Compito assegnato:
Cita alla lettera la parte del brano su Karol Wojtyla che comincia con "Dunque, finiva il" e prosegue fino a "dava la buonanotte?".

━━ Brano di partenza ━━

Ma poi, una volta che l’accettai, ecco che cominciai ad avvertire la sua presenza. In un altro modo, ovviamente, rispetto a prima; ma fu subito una sensazione chiara, netta, precisa. E da allora è stato sempre così. In modo diverso, ripeto, ma lui continua a essere con noi, in mezzo a noi. Anzi, bisognerebbe dire, la sua presenza è diventata ancora più profonda, più efficace.
Dunque, finiva il tempo del dolore, e con il passare dei giorni, dei mesi, si apriva – lentamente, insidiosamente – il tempo della nostalgia. Ma come poteva viverlo, questo sentimento, chi per quasi quarant’anni aveva visto ogni giorno Karol Wojtyla, e con lui aveva parlato, pregato, mangiato, sofferto; e in un giorno di maggio del 1981, tenendolo fra le braccia dopo l’attentato, aveva perfino temuto che morisse; e, sempre con lui, aveva girato il mondo, conosciuto tanti Paesi, s’era trovato in mezzo a milioni di persone, e alla fine di ogni giornata, in qualunque posto si trovassero, gli dava la buonanotte?
Basta infatti osservare quelle lunghe incessanti file alla sua tomba, che prima era nelle grotte vaticane e ora nella basilica di San Pietro, accanto all’altare di San Sebastiano. La gente va lì per parlare con lui, per raccomandargli le proprie cause, affidargli i problemi irrisolti. Per tutte queste persone, il Santo Padre non è morto. Egli è presente nella loro vita spirituale, così come nei fatti di ogni giorno. Vengono anche da me, o mi scrivono, perché intervenga per loro presso di lui. Sono sicuri che il Papa intercederà presso il trono dell’Altissimo. E fanno pellegrinaggi sulle strade della sua vita, per incontrarlo di nuovo, per conoscerlo meglio, per chiedere intercessione. Desidero – ammetto di farlo anch’io – essere loro di aiuto in questo. E non resto deluso.

━━━
━━ Dati forniti ━━

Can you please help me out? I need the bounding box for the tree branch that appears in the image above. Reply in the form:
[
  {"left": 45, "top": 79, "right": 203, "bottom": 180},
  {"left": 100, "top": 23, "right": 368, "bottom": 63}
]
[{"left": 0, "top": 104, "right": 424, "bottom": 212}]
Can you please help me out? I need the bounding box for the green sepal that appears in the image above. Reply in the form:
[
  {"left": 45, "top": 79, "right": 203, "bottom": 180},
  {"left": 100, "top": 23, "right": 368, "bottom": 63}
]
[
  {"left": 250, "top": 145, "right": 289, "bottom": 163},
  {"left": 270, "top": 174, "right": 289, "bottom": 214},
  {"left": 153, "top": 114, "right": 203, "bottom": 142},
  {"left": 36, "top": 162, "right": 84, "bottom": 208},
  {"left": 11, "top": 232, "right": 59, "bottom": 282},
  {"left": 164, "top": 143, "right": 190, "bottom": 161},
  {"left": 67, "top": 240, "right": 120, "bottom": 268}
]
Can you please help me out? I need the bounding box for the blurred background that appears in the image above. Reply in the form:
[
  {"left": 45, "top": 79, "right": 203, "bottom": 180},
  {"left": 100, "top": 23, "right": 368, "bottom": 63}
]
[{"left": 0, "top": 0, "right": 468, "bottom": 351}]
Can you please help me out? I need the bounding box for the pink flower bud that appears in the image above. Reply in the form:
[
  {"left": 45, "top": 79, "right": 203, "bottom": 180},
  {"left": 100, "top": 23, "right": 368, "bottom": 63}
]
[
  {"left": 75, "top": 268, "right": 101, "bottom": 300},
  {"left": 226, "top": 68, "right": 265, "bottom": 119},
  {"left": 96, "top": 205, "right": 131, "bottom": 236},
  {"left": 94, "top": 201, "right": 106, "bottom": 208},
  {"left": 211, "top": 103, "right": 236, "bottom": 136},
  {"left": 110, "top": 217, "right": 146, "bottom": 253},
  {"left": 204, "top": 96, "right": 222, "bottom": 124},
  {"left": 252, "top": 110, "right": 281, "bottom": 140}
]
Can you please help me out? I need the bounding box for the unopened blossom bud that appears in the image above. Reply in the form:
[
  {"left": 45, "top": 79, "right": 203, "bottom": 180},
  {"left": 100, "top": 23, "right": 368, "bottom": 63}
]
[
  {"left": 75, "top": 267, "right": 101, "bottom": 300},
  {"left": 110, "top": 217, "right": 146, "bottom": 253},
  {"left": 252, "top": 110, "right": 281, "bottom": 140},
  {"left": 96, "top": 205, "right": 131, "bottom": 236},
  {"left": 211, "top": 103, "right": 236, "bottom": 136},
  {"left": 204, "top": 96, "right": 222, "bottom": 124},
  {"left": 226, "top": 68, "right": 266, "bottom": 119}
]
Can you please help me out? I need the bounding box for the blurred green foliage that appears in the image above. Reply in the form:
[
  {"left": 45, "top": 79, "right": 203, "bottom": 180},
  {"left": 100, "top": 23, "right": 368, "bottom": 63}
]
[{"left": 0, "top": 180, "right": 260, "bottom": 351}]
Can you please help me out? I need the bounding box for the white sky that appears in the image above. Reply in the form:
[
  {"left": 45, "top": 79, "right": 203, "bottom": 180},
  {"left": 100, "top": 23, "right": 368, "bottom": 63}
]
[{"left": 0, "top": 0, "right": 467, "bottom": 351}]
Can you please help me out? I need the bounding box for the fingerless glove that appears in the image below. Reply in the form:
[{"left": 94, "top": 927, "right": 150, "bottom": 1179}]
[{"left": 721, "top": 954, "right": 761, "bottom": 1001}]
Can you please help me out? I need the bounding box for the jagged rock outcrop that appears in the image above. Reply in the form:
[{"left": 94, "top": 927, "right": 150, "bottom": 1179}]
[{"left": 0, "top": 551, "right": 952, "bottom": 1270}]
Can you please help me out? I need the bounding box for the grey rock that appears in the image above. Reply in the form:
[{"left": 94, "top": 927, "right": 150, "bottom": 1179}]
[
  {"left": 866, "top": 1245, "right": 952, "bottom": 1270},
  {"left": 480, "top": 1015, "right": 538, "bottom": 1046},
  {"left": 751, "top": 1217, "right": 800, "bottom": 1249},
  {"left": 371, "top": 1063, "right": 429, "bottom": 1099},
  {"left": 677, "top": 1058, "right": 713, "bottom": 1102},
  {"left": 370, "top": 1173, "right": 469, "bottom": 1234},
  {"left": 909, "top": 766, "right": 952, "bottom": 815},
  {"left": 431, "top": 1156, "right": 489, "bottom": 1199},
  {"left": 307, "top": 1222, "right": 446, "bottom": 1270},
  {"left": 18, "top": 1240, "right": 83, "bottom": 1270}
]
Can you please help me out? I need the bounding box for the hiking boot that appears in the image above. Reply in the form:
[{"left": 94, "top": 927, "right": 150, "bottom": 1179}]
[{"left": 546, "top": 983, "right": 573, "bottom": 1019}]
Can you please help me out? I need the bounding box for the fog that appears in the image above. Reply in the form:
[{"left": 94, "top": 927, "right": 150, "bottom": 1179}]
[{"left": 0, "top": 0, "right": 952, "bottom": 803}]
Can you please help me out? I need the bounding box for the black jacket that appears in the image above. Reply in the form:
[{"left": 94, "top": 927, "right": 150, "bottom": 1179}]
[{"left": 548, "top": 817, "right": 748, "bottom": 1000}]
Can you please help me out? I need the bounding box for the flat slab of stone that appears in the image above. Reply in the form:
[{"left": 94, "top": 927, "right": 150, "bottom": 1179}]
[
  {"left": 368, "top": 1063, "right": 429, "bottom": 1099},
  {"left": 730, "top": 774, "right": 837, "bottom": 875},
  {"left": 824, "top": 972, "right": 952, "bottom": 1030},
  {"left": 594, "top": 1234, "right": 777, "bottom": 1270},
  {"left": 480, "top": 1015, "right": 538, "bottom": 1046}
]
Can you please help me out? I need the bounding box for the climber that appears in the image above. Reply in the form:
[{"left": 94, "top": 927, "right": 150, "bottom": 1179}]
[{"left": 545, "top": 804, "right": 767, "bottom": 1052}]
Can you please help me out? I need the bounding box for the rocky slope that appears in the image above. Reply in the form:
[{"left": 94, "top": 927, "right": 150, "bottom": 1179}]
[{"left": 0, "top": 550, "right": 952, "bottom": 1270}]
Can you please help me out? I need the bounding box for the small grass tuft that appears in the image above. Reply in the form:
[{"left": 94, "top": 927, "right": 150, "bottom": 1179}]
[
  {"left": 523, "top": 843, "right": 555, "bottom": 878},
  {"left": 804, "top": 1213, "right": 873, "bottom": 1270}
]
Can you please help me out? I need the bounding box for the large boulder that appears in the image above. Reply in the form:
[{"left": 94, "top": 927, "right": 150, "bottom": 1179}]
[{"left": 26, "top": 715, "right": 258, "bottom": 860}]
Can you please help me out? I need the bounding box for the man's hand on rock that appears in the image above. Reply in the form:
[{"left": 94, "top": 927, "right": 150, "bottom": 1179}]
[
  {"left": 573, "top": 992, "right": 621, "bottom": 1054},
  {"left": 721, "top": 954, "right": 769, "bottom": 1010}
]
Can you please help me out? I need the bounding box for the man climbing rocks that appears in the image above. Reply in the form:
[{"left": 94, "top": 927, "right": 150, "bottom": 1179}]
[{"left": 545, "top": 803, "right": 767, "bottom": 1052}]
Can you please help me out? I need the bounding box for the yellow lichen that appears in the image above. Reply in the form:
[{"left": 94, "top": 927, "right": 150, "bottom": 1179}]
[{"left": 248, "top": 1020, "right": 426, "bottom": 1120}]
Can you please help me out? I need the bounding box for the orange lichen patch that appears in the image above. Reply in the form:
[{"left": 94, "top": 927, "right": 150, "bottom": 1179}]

━━━

Risposta al compito:
Dunque, finiva il tempo del dolore, e con il passare dei giorni, dei mesi, si apriva – lentamente, insidiosamente – il tempo della nostalgia. Ma come poteva viverlo, questo sentimento, chi per quasi quarant’anni aveva visto ogni giorno Karol Wojtyla, e con lui aveva parlato, pregato, mangiato, sofferto; e in un giorno di maggio del 1981, tenendolo fra le braccia dopo l’attentato, aveva perfino temuto che morisse; e, sempre con lui, aveva girato il mondo, conosciuto tanti Paesi, s’era trovato in mezzo a milioni di persone, e alla fine di ogni giornata, in qualunque posto si trovassero, gli dava la buonanotte?